CONSIGNE:
Recopiez mot pour mot le passage du texte sur le mythe des 10 %, de « Lucy et le mythe » à « scientifique... complètement fallacieuse. ».

24 septembre 2014

Lucy et le mythe des 10 % : 5 bonnes raisons de ne pas y croire

L'argument du nouveau film de Luc Besson "Lucy" repose sur une vieille théorie scientifique... complètement fallacieuse.

Lucy de Luc Besson avec Scarlett Johansson. (c) DR

Las ! certaines fadaises ont la peau dure. Tout l’argument du nouveau film de Luc Besson repose sur cette vieille théorie scientifique selon laquelle l’humain n’utiliserait en moyenne que 10 % de son cerveau. Datant de la fin du 19e siècle et émise par deux psychologues de l’université de Harvard, cette assertion n’est pas seulement fausse, ni même doublement fausse, mais au moins quintuplement erronée. Revue de détail.


1. On l'aurait vu à l'imagerie

Si un siècle plus tôt, aucun appareil d’imagerie n’existait pour éprouver cette hypothèse, ce n’est plus le cas aujourd’hui. Or, si 9/10e de notre cerveau était inactif, la tomographie par émissions de positons (TEP) et l’imagerie par résonance magnétique fonctionnelle (IRMf) l’auraient détecté. Ca n’a jamais été le cas. Bien au contraire, les outils d’imagerie cérébrale montrent que toutes les zones de notre cerveau, sans exception, sont utiles et actives.

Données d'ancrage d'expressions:
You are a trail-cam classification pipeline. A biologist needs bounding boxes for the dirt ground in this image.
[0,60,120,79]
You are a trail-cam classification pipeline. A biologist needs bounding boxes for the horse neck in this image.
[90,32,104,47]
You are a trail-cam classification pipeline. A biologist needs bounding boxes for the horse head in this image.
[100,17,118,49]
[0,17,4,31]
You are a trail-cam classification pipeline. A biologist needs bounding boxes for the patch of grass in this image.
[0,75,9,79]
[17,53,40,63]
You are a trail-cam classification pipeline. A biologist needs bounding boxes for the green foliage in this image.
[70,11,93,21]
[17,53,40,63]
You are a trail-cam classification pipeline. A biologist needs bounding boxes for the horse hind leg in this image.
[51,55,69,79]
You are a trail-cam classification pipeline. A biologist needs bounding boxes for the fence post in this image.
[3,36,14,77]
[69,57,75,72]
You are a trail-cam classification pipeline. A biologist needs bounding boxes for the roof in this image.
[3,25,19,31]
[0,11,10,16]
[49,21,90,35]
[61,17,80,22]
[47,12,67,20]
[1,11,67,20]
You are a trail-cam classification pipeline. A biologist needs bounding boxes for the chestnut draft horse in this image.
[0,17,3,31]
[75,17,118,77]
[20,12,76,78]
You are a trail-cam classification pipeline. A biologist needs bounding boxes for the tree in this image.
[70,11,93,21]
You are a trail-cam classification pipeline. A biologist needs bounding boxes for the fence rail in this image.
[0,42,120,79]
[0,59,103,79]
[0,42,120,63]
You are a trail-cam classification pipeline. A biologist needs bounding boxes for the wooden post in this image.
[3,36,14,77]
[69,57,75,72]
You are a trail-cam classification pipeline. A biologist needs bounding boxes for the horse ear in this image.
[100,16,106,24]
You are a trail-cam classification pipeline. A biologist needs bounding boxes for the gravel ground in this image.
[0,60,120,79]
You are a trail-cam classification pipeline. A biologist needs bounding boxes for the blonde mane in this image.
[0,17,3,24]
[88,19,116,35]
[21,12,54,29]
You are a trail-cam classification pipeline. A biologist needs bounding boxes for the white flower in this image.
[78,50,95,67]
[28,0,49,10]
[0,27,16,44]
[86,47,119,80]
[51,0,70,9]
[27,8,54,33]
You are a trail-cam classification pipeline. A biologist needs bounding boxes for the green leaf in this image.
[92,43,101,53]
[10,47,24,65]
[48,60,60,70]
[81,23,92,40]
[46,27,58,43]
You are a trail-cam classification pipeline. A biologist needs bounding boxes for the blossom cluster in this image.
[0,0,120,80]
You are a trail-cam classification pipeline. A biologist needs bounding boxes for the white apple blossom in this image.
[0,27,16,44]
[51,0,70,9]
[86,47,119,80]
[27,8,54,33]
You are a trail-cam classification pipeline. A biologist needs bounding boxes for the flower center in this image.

CORRIGÉ:
Lucy et le mythe des 10 % : 5 bonnes raisons de ne pas y croire

L'argument du nouveau film de Luc Besson "Lucy" repose sur une vieille théorie scientifique... complètement fallacieuse.